Task prompt:
Among the entries below, find the lines with the word "negative" and return them.

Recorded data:
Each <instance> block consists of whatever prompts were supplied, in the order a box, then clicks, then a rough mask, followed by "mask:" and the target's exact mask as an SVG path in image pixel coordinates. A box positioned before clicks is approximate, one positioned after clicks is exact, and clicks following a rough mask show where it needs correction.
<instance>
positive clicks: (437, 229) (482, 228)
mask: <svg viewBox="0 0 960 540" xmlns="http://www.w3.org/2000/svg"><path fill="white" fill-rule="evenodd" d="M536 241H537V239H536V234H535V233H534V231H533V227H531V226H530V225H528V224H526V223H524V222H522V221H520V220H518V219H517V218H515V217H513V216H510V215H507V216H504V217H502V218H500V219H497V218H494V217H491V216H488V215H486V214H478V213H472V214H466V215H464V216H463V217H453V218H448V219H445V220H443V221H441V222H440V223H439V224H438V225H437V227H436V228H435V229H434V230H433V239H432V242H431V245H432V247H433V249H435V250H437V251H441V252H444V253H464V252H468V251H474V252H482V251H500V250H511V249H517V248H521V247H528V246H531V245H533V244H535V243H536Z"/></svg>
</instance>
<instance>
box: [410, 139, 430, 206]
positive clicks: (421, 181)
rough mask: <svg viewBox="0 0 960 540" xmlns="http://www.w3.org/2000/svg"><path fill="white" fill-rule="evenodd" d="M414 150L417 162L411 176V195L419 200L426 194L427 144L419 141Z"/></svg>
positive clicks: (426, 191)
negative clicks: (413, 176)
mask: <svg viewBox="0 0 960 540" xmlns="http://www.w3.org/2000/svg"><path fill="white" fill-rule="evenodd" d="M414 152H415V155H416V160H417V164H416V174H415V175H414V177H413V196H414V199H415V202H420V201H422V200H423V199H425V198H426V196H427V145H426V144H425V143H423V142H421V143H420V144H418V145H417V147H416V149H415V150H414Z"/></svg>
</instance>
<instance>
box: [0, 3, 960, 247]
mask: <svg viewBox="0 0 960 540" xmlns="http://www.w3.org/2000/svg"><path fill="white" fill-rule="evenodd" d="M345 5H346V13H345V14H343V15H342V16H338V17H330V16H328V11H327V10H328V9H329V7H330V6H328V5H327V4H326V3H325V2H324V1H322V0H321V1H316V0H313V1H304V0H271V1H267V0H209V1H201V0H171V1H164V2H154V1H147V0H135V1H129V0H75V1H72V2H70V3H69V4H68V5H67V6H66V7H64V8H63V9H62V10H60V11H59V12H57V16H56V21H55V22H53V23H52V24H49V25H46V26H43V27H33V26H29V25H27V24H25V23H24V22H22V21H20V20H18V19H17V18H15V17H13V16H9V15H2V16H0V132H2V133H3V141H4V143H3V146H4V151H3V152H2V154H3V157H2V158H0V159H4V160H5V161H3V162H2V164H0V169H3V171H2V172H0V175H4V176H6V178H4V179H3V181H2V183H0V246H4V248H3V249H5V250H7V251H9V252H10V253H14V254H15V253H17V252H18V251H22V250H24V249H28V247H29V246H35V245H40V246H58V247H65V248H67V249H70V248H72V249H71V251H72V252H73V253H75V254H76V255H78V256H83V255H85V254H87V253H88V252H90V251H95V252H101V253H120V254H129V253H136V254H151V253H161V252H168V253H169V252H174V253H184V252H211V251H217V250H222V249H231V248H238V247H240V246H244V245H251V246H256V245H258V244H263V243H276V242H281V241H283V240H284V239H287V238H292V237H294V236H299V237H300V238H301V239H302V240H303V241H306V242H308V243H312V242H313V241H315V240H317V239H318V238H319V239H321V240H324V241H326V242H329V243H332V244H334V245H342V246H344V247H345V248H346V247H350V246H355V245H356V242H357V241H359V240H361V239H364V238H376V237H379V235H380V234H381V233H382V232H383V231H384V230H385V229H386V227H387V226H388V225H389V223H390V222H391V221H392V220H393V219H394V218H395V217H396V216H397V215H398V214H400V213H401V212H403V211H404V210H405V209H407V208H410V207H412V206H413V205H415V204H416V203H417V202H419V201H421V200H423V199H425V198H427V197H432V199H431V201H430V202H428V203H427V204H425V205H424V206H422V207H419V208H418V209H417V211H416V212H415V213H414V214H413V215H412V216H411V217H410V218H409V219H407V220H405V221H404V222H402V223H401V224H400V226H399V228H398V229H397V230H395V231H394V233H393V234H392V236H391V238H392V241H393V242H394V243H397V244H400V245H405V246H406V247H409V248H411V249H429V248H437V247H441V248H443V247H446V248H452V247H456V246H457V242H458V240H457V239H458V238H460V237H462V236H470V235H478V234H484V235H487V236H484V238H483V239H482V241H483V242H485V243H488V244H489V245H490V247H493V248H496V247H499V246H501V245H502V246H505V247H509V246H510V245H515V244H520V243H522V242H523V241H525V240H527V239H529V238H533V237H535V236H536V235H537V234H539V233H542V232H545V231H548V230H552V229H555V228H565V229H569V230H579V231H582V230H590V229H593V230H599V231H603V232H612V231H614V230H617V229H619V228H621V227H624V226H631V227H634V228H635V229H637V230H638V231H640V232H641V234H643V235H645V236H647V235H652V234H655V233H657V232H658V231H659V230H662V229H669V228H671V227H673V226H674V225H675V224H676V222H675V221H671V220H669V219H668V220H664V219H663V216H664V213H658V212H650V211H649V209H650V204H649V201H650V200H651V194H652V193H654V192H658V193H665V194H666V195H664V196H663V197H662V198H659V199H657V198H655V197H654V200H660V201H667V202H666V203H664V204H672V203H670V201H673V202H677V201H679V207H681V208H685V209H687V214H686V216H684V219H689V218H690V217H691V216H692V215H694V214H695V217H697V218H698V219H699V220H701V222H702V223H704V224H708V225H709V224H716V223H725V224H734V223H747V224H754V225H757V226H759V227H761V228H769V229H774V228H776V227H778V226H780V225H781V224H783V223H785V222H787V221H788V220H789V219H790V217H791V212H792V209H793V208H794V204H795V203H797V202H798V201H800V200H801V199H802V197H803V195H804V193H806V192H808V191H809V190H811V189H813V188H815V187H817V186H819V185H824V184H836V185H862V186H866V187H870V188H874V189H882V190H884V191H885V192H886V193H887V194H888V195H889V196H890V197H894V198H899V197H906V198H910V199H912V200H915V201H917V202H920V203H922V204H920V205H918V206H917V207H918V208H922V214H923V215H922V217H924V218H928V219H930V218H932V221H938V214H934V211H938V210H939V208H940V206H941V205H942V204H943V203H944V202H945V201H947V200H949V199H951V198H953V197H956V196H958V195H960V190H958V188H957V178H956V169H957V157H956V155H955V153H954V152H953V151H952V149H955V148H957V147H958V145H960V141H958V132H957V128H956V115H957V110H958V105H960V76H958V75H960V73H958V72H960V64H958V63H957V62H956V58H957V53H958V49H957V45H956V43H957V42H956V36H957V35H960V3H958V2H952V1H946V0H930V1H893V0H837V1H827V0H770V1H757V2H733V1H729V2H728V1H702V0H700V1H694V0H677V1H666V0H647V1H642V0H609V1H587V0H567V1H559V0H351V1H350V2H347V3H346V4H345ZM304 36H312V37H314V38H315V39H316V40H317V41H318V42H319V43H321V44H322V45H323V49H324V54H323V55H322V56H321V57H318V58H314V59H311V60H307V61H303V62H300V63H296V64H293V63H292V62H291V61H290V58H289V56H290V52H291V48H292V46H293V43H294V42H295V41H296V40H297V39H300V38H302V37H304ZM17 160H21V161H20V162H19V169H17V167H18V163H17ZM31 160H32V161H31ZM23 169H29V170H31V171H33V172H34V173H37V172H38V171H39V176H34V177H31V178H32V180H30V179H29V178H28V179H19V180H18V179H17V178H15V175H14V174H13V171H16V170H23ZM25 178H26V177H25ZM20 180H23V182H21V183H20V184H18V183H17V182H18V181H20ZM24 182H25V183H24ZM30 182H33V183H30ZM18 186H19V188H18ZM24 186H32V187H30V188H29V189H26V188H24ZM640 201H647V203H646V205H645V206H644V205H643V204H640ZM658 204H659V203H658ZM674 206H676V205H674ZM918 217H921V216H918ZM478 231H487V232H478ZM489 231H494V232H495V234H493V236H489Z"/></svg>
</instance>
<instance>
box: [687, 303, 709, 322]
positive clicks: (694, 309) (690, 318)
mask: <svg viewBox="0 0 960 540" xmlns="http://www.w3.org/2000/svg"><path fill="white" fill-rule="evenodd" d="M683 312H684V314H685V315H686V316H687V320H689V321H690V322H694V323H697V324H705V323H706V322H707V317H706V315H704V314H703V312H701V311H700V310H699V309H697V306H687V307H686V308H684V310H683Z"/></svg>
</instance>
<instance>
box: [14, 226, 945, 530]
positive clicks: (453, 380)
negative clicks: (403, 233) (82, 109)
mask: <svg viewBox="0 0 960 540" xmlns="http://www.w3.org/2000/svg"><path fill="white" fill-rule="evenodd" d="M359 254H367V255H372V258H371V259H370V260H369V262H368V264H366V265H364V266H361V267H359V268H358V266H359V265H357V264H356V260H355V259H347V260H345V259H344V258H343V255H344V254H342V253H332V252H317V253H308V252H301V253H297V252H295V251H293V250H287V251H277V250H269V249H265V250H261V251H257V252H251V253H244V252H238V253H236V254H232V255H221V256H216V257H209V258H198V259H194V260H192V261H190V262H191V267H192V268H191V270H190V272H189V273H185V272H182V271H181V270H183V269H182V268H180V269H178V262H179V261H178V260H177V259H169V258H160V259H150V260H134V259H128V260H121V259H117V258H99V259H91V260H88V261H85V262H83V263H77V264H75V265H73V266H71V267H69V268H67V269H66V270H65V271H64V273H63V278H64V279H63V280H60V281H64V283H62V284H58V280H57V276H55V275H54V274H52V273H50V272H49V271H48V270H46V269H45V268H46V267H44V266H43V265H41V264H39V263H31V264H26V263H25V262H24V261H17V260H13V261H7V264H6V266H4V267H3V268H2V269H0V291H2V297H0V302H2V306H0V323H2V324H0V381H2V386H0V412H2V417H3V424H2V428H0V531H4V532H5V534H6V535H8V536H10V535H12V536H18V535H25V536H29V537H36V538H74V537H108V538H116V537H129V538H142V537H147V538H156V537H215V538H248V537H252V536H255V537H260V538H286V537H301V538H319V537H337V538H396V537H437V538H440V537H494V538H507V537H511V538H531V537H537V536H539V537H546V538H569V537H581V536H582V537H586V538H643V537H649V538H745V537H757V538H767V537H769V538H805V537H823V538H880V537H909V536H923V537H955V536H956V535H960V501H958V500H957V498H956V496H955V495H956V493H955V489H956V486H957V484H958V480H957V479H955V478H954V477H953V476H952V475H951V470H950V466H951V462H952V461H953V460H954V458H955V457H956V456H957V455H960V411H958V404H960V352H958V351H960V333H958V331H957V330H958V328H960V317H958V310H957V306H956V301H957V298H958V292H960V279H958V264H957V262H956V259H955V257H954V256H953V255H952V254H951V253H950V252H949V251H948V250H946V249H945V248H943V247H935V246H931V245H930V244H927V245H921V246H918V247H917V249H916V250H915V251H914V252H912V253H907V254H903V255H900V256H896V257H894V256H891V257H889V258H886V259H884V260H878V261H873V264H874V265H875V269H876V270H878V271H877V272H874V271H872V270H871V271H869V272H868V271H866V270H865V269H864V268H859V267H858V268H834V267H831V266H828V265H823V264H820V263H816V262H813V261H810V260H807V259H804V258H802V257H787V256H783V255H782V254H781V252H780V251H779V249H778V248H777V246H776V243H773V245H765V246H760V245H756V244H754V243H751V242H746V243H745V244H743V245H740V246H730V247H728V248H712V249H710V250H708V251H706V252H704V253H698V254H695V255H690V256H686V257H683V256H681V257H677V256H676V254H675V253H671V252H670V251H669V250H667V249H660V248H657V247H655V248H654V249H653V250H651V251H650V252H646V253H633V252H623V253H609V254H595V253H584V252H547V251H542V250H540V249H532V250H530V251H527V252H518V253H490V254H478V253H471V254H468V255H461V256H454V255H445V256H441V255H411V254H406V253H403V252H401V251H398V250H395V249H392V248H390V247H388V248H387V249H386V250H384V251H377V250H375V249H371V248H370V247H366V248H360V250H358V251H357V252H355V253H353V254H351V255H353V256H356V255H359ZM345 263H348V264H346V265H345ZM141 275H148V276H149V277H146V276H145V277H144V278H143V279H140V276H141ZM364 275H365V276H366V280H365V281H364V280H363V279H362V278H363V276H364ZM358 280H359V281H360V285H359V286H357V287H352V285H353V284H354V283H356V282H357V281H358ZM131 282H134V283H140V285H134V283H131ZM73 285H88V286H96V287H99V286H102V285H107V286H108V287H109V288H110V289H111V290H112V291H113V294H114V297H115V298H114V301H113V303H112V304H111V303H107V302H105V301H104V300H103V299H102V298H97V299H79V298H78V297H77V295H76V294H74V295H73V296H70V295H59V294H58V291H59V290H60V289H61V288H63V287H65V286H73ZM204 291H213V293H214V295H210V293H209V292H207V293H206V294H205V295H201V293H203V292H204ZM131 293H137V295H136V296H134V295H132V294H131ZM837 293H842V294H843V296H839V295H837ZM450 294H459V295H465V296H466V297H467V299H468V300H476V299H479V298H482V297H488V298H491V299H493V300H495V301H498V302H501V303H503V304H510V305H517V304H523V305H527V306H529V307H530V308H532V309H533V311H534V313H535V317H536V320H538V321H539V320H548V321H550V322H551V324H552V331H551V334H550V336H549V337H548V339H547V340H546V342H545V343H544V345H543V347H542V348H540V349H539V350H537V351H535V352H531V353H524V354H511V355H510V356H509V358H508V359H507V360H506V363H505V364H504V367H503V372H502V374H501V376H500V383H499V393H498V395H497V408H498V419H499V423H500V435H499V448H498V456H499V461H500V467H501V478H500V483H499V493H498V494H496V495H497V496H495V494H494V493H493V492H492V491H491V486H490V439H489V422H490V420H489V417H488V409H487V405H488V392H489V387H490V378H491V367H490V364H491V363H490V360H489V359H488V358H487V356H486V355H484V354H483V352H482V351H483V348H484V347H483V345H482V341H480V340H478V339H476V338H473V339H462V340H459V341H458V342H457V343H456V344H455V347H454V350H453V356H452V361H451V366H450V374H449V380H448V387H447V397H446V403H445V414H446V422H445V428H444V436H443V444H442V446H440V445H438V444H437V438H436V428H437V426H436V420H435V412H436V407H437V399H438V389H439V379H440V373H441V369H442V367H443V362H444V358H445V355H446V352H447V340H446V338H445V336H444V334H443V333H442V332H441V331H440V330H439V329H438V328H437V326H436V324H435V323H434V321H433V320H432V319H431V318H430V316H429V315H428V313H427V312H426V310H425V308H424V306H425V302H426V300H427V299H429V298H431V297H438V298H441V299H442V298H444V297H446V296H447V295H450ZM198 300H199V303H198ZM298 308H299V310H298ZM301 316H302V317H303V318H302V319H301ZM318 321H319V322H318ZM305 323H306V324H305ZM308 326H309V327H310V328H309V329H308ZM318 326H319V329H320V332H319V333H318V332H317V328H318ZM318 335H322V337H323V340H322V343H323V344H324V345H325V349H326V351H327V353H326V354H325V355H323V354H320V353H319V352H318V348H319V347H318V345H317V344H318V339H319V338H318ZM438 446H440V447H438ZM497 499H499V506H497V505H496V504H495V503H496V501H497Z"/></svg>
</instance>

Written answer:
negative clicks: (413, 176)
negative clicks: (403, 233) (82, 109)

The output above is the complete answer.